SOURCE TEXT

********

UK Riots 2011: PM Cameron Makes His Stand
In response to five days of riots in London, British Prime Minister David Cameron has authorized police to use whatever methods necessary to curb the spreading anarchy.
Saying on Wednesday that “nothing is off the table,” Cameron noted that police are already using rubber bullets and batons, and that water cannons were on standby.
“This continued violence is simply not acceptable, and it will be stopped,” Cameron said. “We will not put up with this in our country. We will not allow a culture of fear to exist on our streets.”
A total of 16,000 police officers are in the capital, a force massive enough to keep London relatively quiet Tuesday night. Looting restarted in Ealing, but neighborhoods like Hackney and Eltham, which saw massive disorder on Monday, remained calm. Meanwhile, London jails are filled to capacity.
English police have never had to use water cannons before, but the crowd-control method has been employed historically in many European countries, as well as the U.S.
"I am not saying that is necessarily what we want, but we have got to allow the police to use their powers and, once they have arrested individuals, for the judiciary to be able to punish them," Patrick Mercer, a Conservative MP and former army officer, told BBC Television Tuesday morning.
"They should have the tools available, and they should use them if the commander on the ground thinks it is necessary. I don't think we have necessarily to mollycoddle Englishmen because we don't mollycoddle Irishmen," he added, referring to the use of water cannons on rioters in Northern Ireland last month.
Home Secretary Theresa May, who has been vocal during the whole ordeal, disagrees with Mercer and she outright rejected the idea on Tuesday.

********

COLLECTED MATERIAL
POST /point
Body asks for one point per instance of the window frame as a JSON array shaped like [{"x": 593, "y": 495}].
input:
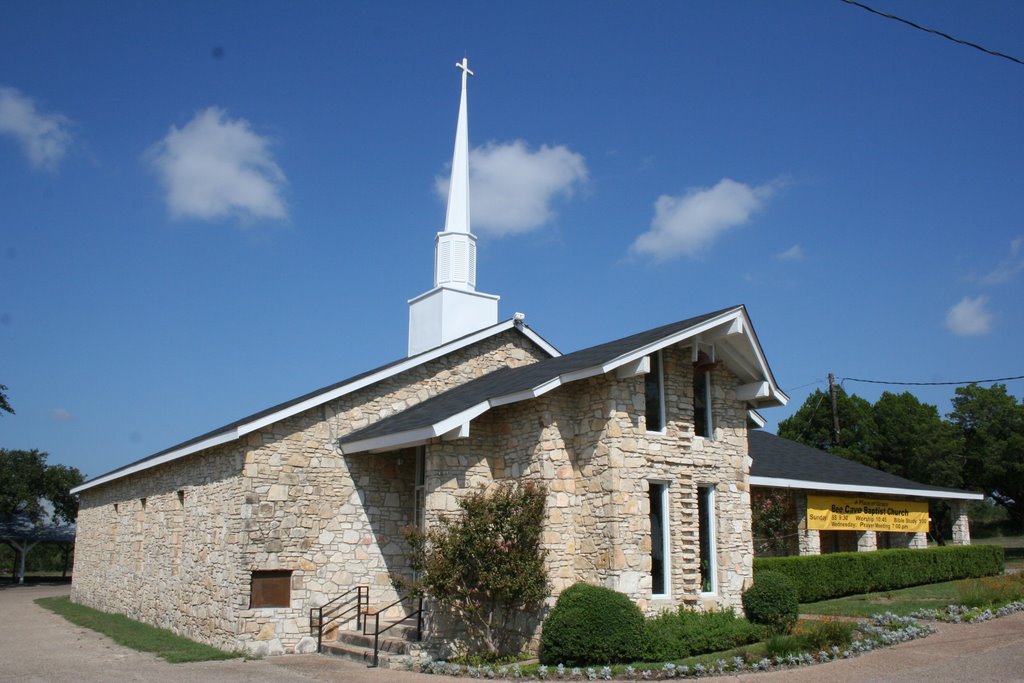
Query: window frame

********

WHAT THIS EXERCISE ASKS
**1.** From the article on the 2011 UK riots, extract word for word the part that opens with the words containing "Saying on Wednesday" and closes with "filled to capacity.".
**2.** Continue the article on the 2011 UK riots from where it stops.

TASK RESULTS
**1.**
Saying on Wednesday that “nothing is off the table,” Cameron noted that police are already using rubber bullets and batons, and that water cannons were on standby.
“This continued violence is simply not acceptable, and it will be stopped,” Cameron said. “We will not put up with this in our country. We will not allow a culture of fear to exist on our streets.”
A total of 16,000 police officers are in the capital, a force massive enough to keep London relatively quiet Tuesday night. Looting restarted in Ealing, but neighborhoods like Hackney and Eltham, which saw massive disorder on Monday, remained calm. Meanwhile, London jails are filled to capacity.

**2.**
"The way we police in Britain is not through use of water cannon," she said. "The way we police in Britain is through consent of communities."
Yet, many media commentators are demanding that the UK absolve its "soft policing" practices as quickly as possible. Some argue that without proper tools at their disposal, police simply stand around watching chaos unfurl.
"[UK policing] is the triumph of a managerial, bureaucratic process-driven style of policing hatched in the rarefied confines of academia rather than on the harsh reality of the streets," wrote The Herald Sun's Miranda Devine on Wednesday.
"Every now and then the two meet and you get bloody anarchy. No prizes for guessing who comes off second best."
Demonstrators have thrown firebombs at police officers and torched property, cars and London city buses. In Tottenham, where the violence started Saturday night, rioters smashed store windows and burned buildings to the ground.
Rioting and looting has been continuing in the British capital since the weekend, when angry citizens of Tottenham marched to police headquarters to protest the fatal shooting of 29-year-old Mark Duggan. The anarchy then spread to Hackney, Peckham and Lewisham on Monday afternoon and by night-fall reached the neighborhoods of Ealing, Camden and Croydon.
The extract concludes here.